◆ **EXERCISE**
Reproduce exactly the span of lines beginning at the one with "Note: pick out each instance of the chrome" and ending at the last line of the data below, omitting pictures.

◆ **EXTRACTED RECORDS**
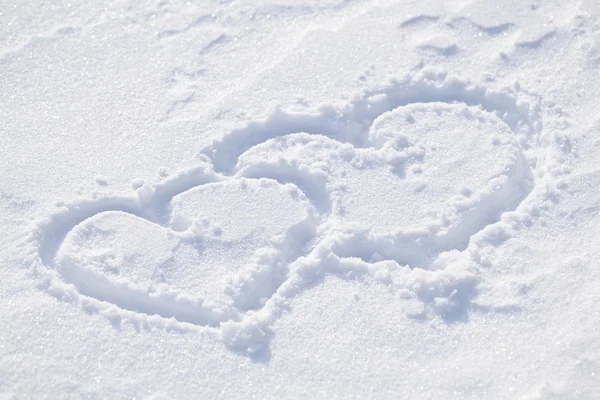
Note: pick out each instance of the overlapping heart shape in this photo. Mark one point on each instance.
(393, 185)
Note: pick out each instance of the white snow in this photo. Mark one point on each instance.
(300, 199)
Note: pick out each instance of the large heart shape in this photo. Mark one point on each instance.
(389, 185)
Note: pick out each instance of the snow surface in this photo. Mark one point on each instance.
(300, 199)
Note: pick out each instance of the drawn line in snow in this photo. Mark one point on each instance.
(345, 252)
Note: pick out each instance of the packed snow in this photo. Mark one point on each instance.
(300, 199)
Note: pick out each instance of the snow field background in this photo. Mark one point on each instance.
(314, 199)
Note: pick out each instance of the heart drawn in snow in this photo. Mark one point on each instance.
(393, 185)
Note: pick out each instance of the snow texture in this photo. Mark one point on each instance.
(303, 199)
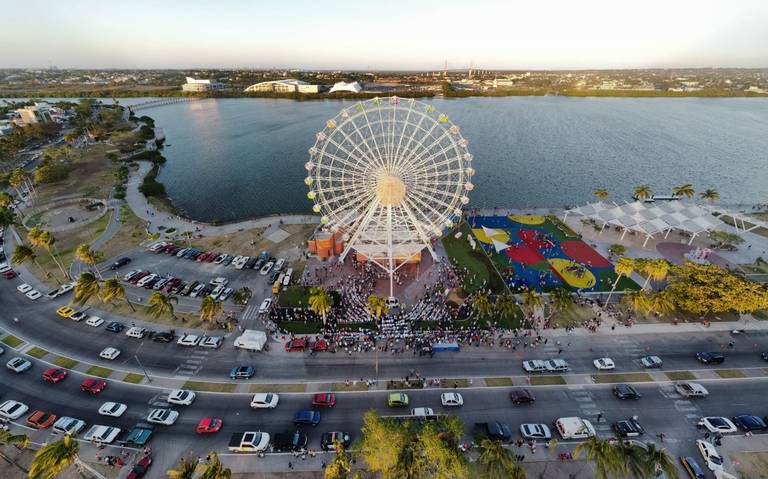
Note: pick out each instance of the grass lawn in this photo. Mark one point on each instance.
(99, 371)
(12, 341)
(63, 362)
(210, 387)
(38, 353)
(278, 388)
(498, 382)
(622, 378)
(680, 375)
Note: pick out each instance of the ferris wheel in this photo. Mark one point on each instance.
(390, 174)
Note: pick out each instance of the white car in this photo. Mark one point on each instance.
(113, 409)
(102, 434)
(265, 401)
(188, 340)
(604, 364)
(713, 460)
(451, 400)
(12, 410)
(165, 417)
(94, 321)
(182, 397)
(723, 425)
(109, 353)
(18, 364)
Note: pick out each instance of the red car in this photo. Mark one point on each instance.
(208, 425)
(140, 468)
(93, 385)
(54, 375)
(296, 345)
(324, 400)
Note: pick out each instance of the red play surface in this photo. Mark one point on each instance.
(583, 253)
(524, 254)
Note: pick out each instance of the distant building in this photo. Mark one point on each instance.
(290, 85)
(194, 85)
(353, 87)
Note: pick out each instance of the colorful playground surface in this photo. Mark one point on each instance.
(543, 253)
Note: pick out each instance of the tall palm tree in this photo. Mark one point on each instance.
(497, 461)
(90, 257)
(684, 190)
(87, 286)
(215, 469)
(210, 308)
(603, 454)
(112, 290)
(710, 194)
(320, 302)
(160, 304)
(185, 469)
(643, 192)
(623, 267)
(52, 459)
(601, 194)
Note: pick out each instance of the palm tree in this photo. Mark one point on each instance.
(320, 302)
(497, 461)
(601, 194)
(160, 304)
(52, 459)
(643, 192)
(216, 469)
(623, 267)
(684, 190)
(710, 194)
(112, 290)
(87, 286)
(184, 470)
(89, 256)
(606, 457)
(210, 308)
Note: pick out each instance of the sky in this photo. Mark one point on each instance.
(384, 35)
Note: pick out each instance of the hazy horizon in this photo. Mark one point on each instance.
(408, 36)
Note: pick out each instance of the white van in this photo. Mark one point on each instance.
(574, 428)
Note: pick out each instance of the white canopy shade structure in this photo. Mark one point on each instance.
(650, 218)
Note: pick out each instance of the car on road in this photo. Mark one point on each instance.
(242, 372)
(535, 431)
(451, 400)
(54, 375)
(750, 423)
(522, 396)
(109, 353)
(41, 419)
(12, 410)
(65, 312)
(140, 468)
(265, 401)
(604, 364)
(163, 416)
(209, 425)
(717, 424)
(93, 385)
(112, 409)
(397, 400)
(307, 417)
(18, 364)
(710, 357)
(712, 459)
(324, 400)
(182, 397)
(625, 391)
(691, 390)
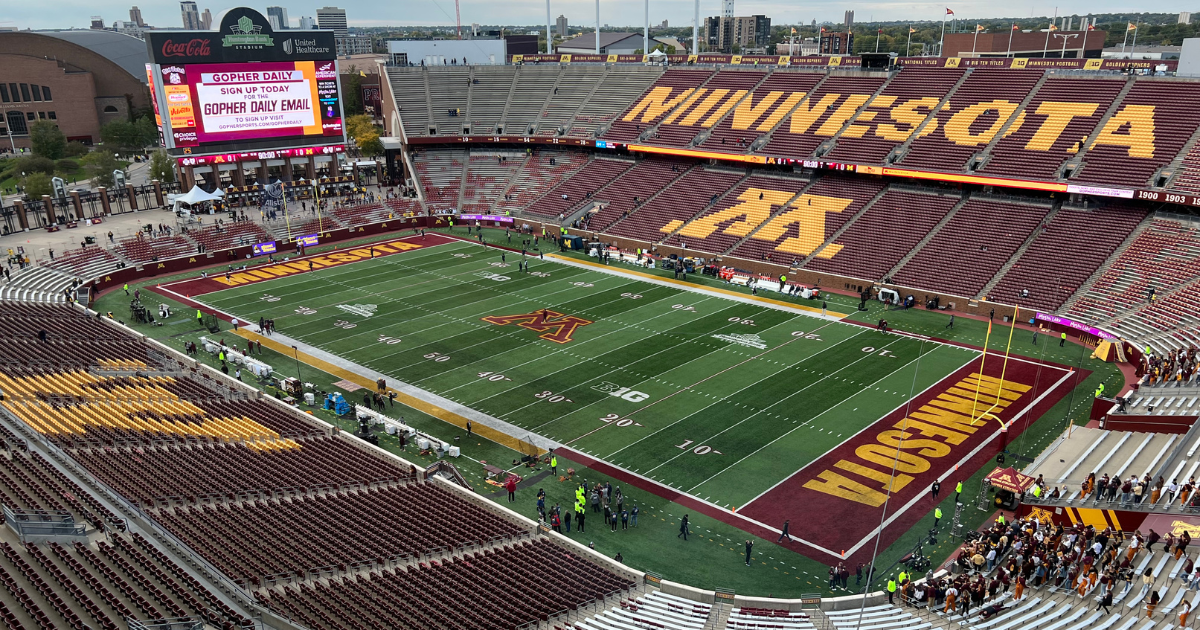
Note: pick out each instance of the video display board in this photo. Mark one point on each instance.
(245, 87)
(216, 103)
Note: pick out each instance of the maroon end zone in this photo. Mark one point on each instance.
(217, 281)
(835, 503)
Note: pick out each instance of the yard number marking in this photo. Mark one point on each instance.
(616, 419)
(703, 449)
(550, 396)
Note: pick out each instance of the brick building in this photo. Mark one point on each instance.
(48, 78)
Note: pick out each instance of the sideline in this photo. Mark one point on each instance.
(779, 305)
(414, 397)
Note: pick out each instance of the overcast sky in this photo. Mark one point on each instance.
(67, 13)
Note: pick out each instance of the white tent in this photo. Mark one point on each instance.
(197, 196)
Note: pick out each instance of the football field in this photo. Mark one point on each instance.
(751, 409)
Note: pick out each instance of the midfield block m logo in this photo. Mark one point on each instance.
(553, 325)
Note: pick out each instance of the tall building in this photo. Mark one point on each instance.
(279, 17)
(333, 18)
(837, 43)
(747, 33)
(191, 16)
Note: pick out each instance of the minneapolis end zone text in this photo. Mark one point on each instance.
(931, 439)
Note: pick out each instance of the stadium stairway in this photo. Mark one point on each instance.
(36, 285)
(1107, 265)
(1020, 251)
(929, 237)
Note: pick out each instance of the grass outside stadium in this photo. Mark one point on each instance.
(695, 397)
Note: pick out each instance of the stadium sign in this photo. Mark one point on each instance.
(244, 35)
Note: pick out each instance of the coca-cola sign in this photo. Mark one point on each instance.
(196, 47)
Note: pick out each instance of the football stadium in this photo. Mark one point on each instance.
(613, 341)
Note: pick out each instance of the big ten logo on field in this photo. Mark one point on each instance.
(627, 394)
(755, 207)
(899, 454)
(894, 119)
(553, 325)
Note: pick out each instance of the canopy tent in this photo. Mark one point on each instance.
(1009, 479)
(197, 196)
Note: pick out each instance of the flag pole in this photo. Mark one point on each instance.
(942, 41)
(1047, 46)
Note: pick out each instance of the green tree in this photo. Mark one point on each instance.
(161, 167)
(47, 139)
(36, 185)
(100, 167)
(34, 163)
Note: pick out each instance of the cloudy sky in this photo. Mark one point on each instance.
(67, 13)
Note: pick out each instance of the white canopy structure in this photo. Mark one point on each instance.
(197, 196)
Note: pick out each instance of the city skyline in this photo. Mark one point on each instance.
(581, 13)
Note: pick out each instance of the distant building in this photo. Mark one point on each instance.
(808, 47)
(130, 28)
(279, 17)
(333, 18)
(191, 16)
(1085, 43)
(611, 43)
(747, 33)
(354, 45)
(835, 43)
(79, 79)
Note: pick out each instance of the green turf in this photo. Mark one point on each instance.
(653, 546)
(719, 420)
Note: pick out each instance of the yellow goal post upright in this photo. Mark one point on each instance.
(1003, 370)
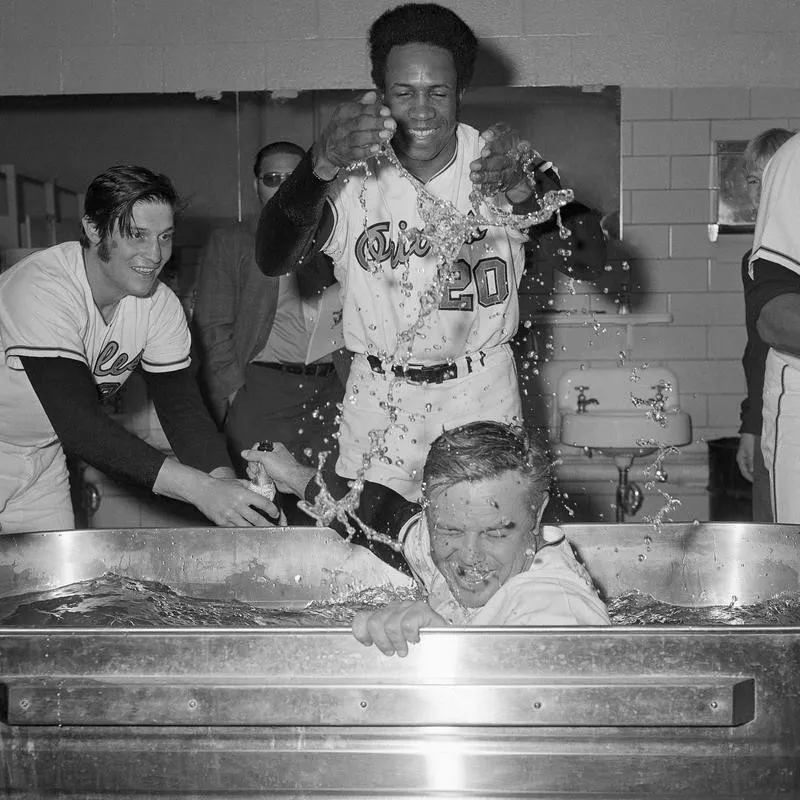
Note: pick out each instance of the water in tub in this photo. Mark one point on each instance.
(116, 601)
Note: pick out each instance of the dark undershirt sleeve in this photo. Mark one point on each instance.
(381, 508)
(770, 280)
(295, 223)
(192, 434)
(69, 397)
(754, 360)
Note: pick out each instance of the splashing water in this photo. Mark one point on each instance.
(119, 602)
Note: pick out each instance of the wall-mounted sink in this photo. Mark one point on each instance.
(622, 411)
(634, 432)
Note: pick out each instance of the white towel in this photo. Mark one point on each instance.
(777, 234)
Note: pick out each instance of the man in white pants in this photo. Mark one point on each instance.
(414, 373)
(775, 268)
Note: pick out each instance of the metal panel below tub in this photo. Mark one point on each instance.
(635, 712)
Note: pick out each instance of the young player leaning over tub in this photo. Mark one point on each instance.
(476, 545)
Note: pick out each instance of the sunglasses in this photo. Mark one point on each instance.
(273, 179)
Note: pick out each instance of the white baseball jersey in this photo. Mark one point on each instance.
(479, 309)
(47, 309)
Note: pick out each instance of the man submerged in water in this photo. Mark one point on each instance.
(476, 545)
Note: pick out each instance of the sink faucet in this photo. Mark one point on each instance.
(583, 400)
(659, 401)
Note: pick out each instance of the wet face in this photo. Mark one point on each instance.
(420, 91)
(272, 172)
(482, 534)
(121, 265)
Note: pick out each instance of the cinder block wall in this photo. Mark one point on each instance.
(691, 72)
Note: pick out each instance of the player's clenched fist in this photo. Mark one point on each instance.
(357, 131)
(499, 169)
(391, 628)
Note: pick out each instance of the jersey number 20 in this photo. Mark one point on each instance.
(491, 284)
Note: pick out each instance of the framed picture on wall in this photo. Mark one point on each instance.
(735, 212)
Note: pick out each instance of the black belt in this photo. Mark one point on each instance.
(434, 374)
(320, 370)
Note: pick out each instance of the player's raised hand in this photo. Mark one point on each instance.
(357, 130)
(499, 169)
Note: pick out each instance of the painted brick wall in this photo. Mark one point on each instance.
(93, 46)
(691, 72)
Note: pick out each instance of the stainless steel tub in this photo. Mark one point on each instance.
(646, 712)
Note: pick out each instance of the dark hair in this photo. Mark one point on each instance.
(275, 147)
(481, 451)
(425, 23)
(763, 146)
(112, 195)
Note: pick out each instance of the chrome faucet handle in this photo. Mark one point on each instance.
(583, 400)
(660, 389)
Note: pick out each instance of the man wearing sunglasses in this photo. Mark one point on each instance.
(254, 333)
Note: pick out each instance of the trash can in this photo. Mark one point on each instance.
(730, 494)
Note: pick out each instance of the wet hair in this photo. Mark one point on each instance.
(275, 147)
(482, 451)
(762, 147)
(423, 23)
(112, 195)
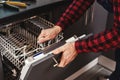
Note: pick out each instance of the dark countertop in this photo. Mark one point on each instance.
(8, 15)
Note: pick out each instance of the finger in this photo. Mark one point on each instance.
(62, 62)
(42, 39)
(57, 51)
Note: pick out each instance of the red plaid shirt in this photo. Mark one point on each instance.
(106, 40)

◆ **ANSWER FOR THIS EXERCISE**
Note: pick out each instance of the chrome faucet handle in this photo. Mark one point on each instance.
(583, 400)
(660, 389)
Note: pick out each instance of the man wearing sunglasses in this photo. Mark one point on each instance.
(254, 333)
Note: pick out each instance of the trash can in this photo. Mark one point on each instance.
(730, 494)
Note: pick out each instance of the wet hair in this photo. Mark one point on each instance.
(275, 147)
(482, 451)
(762, 147)
(423, 23)
(112, 195)
Note: pick out each instance of the dark countertop in this photo. Mark one point on each instance.
(8, 15)
Note: pick out each instance of the finger in this photo. Mark one point on each instance.
(62, 62)
(42, 39)
(57, 51)
Note: pick out each instance of the red plaid shirt in this photo. Mark one point on each instance.
(106, 40)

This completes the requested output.